- [What the exercise asks] Below are records; transcribe only the line with "locate white baseball" and those after it, through the last line, without any change.

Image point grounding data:
'''

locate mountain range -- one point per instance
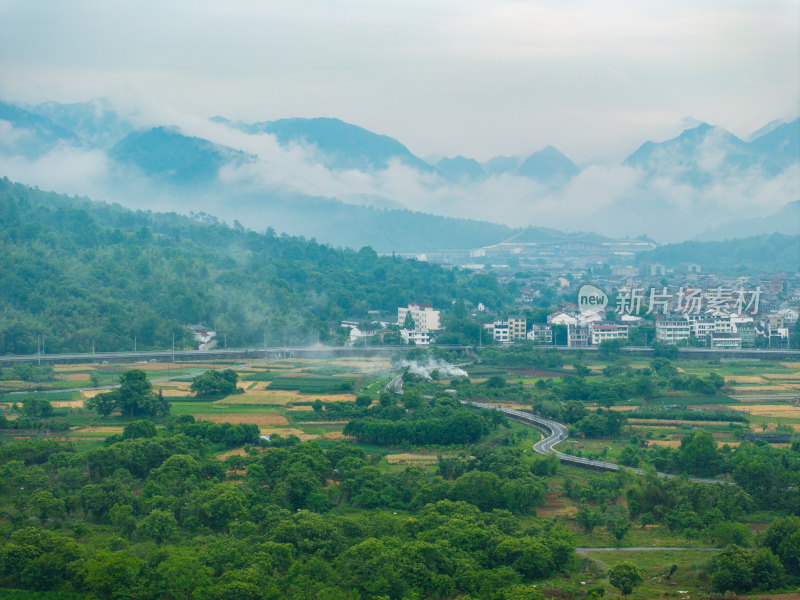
(343, 184)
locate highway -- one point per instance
(557, 432)
(318, 350)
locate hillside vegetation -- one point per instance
(78, 272)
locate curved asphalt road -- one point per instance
(558, 433)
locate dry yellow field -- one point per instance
(236, 418)
(256, 397)
(360, 363)
(762, 388)
(676, 422)
(512, 405)
(110, 429)
(744, 379)
(175, 393)
(287, 431)
(234, 452)
(336, 436)
(770, 410)
(666, 443)
(67, 404)
(411, 459)
(75, 377)
(70, 368)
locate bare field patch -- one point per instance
(75, 377)
(336, 436)
(67, 404)
(782, 376)
(360, 363)
(175, 393)
(287, 431)
(237, 418)
(71, 368)
(676, 422)
(762, 388)
(268, 397)
(512, 405)
(412, 459)
(734, 379)
(234, 452)
(770, 410)
(109, 429)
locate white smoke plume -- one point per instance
(446, 370)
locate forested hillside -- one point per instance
(753, 255)
(77, 272)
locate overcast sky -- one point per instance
(470, 77)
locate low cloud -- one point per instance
(615, 200)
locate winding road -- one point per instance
(557, 433)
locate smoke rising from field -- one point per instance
(424, 369)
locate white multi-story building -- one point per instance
(423, 315)
(416, 336)
(603, 330)
(561, 318)
(578, 336)
(541, 334)
(673, 330)
(501, 332)
(726, 340)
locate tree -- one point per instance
(215, 383)
(134, 398)
(139, 429)
(113, 574)
(732, 569)
(625, 576)
(159, 525)
(588, 518)
(618, 526)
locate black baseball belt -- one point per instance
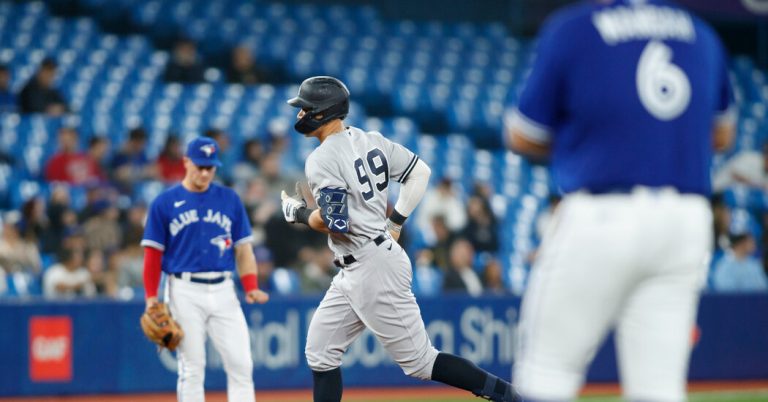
(350, 259)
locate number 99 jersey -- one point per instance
(349, 175)
(627, 94)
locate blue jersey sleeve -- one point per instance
(725, 98)
(155, 233)
(540, 105)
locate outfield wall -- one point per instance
(97, 346)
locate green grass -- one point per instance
(714, 396)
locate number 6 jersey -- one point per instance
(359, 166)
(627, 93)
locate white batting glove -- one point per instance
(290, 206)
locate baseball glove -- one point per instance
(160, 328)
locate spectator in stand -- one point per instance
(8, 99)
(131, 165)
(34, 222)
(103, 277)
(185, 65)
(442, 243)
(748, 168)
(461, 276)
(482, 229)
(129, 262)
(427, 279)
(69, 278)
(493, 277)
(721, 223)
(227, 156)
(275, 178)
(102, 230)
(243, 68)
(739, 270)
(248, 166)
(62, 219)
(170, 163)
(259, 206)
(17, 254)
(69, 165)
(98, 152)
(442, 200)
(39, 95)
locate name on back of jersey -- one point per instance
(189, 217)
(645, 21)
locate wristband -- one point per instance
(302, 215)
(396, 218)
(250, 282)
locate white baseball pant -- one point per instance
(202, 309)
(636, 262)
(374, 292)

'''

- [Written solution]
locate white baseball pant -- one point per instance
(202, 309)
(636, 262)
(374, 292)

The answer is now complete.